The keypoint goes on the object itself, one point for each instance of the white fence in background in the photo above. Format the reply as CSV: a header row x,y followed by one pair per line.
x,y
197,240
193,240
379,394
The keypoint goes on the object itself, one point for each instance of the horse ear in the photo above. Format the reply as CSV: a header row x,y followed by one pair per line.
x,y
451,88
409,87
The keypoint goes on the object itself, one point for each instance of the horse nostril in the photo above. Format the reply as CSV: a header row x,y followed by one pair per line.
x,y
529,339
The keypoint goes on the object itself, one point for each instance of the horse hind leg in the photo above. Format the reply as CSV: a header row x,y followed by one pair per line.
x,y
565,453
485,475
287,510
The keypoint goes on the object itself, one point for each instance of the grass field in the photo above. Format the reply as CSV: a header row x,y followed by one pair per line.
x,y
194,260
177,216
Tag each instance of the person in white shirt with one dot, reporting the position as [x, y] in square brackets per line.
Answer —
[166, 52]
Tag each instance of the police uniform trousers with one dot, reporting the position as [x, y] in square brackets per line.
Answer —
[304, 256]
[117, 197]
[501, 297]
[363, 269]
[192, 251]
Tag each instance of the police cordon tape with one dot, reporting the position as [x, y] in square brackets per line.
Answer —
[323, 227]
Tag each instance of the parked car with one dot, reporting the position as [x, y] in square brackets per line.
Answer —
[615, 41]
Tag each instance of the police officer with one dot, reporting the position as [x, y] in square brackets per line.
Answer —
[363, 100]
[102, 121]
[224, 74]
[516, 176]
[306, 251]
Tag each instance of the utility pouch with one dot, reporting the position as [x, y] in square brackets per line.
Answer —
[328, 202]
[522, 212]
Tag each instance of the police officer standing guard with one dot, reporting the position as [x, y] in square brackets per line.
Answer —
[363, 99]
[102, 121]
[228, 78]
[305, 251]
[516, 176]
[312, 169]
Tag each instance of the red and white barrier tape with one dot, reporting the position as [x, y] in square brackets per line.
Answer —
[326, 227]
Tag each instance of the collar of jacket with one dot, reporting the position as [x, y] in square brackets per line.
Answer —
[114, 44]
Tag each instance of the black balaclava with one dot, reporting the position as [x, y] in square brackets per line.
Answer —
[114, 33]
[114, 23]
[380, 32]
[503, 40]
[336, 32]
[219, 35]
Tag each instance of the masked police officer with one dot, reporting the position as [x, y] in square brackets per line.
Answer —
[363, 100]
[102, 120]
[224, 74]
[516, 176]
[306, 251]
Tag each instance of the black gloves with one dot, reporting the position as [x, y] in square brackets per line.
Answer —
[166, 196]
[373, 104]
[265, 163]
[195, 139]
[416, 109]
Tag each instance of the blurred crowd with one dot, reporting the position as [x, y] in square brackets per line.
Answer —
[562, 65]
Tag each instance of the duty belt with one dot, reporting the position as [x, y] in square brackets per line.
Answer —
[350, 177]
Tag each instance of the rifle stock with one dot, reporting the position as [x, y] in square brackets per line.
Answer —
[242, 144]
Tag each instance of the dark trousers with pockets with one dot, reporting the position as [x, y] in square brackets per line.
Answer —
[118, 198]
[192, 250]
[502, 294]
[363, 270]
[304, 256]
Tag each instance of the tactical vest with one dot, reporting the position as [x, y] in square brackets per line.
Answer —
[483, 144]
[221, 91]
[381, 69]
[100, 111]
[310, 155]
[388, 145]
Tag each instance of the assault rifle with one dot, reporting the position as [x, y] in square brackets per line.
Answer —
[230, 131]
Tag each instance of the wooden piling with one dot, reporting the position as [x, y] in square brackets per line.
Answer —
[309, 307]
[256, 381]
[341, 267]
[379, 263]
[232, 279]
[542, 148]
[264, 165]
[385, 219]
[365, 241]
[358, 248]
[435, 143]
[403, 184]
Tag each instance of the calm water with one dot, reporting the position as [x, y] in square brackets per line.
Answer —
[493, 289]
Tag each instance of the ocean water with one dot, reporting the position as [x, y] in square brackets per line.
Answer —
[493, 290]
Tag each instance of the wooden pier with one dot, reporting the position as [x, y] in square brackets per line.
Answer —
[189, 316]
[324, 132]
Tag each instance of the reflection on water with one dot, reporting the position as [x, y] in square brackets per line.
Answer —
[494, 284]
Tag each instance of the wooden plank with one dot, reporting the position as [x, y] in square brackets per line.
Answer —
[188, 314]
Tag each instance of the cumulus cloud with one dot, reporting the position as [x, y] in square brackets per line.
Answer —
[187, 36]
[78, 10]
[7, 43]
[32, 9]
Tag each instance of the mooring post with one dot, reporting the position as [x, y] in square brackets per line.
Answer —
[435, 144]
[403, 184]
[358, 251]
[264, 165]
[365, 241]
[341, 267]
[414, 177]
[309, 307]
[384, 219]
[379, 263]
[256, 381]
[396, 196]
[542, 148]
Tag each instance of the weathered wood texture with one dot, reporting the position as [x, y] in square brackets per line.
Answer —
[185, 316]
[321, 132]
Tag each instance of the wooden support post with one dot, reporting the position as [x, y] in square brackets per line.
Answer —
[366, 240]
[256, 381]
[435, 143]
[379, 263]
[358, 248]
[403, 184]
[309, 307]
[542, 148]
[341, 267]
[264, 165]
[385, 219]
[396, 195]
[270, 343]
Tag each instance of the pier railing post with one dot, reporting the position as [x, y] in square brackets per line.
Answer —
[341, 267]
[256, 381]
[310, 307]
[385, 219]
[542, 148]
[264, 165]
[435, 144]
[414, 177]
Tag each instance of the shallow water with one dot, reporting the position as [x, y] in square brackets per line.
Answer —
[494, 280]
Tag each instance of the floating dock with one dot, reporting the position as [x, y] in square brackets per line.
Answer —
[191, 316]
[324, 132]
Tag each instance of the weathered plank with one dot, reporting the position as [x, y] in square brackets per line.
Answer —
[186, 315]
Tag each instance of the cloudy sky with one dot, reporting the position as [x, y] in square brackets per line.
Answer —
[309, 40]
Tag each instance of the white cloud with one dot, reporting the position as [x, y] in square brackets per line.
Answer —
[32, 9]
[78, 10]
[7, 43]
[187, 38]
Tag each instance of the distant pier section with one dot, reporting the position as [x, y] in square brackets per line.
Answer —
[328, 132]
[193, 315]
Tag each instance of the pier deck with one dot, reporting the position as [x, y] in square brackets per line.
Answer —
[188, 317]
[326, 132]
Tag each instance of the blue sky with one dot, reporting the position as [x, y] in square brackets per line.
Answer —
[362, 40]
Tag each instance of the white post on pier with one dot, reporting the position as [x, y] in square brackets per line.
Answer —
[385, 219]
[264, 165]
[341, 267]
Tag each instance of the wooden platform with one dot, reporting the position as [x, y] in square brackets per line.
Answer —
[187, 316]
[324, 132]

+---+

Can you repeat everything from the row containing "Tag each instance of the pier deck" down to the last row, keeping each row's wording as it is but shifting every point coordinate in the answers up by 33?

TASK OUTPUT
Tag each instance of the pier deck with one dot, reporting the position as [x, y] in square brackets per line.
Answer —
[221, 350]
[359, 165]
Tag each instance of the blue sky with one dot, reporting the position as [x, y] in square brackets per line.
Answer —
[395, 73]
Tag each instance of the white post on pier with one dot, reporting the position as [x, y] in square brackets per line.
Answer —
[418, 252]
[297, 198]
[374, 300]
Tag each instance of the wooden platform with one dot, reporting the position as [x, y] in square brackets per line.
Answer —
[220, 349]
[357, 165]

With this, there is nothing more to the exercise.